§ Problem description
From the listing below, extract the lines starting at the line that contains "Target: front wheel" and ending at the line that contains "(1071, 136)", including both of those lines. Reproduce each line without any alteration.

[Stored entries]
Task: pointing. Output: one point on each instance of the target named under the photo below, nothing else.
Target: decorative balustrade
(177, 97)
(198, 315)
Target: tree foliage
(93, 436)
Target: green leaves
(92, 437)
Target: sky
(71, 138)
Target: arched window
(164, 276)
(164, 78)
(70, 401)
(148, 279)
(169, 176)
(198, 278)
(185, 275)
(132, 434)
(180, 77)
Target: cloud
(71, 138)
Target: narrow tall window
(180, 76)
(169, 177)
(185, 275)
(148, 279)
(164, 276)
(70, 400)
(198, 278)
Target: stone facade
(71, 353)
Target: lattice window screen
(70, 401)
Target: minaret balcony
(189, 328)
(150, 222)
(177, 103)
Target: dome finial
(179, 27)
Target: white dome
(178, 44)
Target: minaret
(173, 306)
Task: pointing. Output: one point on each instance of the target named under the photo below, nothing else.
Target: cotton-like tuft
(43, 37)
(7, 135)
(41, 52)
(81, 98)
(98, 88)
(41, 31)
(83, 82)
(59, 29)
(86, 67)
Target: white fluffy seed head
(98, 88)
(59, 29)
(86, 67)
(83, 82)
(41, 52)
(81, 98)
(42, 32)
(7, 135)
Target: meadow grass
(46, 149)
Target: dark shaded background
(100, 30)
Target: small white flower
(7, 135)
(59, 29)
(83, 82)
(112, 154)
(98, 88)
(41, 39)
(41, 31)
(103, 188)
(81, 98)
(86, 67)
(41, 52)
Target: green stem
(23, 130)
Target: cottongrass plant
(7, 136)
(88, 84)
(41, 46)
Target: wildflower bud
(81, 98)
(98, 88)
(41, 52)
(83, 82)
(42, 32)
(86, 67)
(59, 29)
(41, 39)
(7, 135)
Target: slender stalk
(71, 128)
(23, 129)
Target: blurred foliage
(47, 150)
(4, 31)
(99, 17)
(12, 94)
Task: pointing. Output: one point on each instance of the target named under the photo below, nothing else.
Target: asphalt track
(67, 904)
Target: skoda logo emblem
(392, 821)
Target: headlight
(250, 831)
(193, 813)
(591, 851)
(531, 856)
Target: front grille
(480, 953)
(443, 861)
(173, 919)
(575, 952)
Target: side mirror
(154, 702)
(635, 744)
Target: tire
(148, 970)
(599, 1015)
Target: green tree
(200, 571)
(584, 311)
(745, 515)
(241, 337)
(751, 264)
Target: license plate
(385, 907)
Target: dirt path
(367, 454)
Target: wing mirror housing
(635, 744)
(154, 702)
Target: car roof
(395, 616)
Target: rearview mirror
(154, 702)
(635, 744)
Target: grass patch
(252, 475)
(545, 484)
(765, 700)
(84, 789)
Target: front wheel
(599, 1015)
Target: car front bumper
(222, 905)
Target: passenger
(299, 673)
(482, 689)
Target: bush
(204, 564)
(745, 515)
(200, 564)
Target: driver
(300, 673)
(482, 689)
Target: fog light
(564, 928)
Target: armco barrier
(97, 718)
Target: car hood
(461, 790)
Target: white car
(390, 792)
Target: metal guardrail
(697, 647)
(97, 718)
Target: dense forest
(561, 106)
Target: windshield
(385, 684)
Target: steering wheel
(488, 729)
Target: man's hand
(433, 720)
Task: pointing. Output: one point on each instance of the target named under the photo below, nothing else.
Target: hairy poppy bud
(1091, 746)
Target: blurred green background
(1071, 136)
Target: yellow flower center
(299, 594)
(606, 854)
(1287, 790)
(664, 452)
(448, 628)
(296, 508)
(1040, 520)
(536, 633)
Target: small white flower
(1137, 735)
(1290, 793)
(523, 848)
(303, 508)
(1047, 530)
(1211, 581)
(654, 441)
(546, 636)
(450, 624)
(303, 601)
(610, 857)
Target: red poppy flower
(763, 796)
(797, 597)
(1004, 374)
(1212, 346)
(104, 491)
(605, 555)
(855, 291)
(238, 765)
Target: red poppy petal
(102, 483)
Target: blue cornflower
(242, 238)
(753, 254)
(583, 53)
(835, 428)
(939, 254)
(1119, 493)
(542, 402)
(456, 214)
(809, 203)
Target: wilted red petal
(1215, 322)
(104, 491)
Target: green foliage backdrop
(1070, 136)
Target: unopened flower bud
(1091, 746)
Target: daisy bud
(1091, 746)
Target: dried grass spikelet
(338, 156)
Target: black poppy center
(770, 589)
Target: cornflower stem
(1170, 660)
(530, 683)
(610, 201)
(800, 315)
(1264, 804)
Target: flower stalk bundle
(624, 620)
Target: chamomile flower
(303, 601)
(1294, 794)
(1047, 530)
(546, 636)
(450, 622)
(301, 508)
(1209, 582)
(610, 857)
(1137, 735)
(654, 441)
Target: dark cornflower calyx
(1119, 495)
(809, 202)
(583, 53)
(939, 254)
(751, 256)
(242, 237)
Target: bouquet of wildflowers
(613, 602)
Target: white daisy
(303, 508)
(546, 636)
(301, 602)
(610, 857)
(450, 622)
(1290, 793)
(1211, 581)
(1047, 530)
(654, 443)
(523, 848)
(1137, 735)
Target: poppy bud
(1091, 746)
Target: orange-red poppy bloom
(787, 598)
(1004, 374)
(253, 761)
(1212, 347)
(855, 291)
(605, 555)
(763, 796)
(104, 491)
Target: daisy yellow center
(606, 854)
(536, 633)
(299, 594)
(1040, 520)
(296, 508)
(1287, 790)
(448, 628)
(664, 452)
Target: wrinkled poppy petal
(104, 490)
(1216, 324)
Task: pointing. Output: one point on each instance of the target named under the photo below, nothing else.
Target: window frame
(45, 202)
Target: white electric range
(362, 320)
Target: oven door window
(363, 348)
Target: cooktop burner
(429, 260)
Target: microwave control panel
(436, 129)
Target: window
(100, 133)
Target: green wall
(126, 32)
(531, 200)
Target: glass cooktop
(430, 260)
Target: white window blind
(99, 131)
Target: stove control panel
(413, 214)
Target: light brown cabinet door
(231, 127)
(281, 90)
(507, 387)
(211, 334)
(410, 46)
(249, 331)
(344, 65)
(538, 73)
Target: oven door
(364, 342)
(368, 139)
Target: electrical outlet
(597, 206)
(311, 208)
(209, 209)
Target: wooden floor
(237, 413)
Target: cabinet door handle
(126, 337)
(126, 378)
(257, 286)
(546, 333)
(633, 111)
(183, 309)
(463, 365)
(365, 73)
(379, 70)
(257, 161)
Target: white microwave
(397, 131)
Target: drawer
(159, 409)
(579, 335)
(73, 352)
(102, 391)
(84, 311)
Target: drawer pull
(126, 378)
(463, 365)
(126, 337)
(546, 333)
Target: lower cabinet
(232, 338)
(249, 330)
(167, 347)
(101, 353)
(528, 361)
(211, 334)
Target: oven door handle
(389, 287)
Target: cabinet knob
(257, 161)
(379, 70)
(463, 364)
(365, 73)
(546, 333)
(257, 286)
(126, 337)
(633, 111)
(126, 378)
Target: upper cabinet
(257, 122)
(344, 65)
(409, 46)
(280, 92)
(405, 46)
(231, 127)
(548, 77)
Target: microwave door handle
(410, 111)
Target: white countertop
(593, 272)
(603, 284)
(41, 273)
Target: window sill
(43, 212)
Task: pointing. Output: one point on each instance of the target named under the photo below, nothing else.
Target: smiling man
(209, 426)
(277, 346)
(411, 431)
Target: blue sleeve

§ Result for this task
Target: front wheel
(599, 1015)
Target: car front bumper
(222, 905)
Target: passenger
(299, 673)
(482, 689)
Target: bush
(204, 564)
(745, 515)
(200, 564)
Target: driver
(300, 673)
(482, 689)
Target: fog light
(564, 928)
Target: armco barrier
(97, 718)
Target: car hood
(461, 790)
Target: white car
(390, 792)
Target: metal guardrail
(697, 647)
(97, 718)
Target: dense forest
(561, 106)
Target: windshield
(385, 684)
Target: steering wheel
(488, 729)
Target: man's hand
(433, 720)
Task: pointing. Output: one point on each instance of the target named under the photo below, nothing else.
Target: hairy poppy bud
(1091, 746)
Target: blurred green background
(1071, 136)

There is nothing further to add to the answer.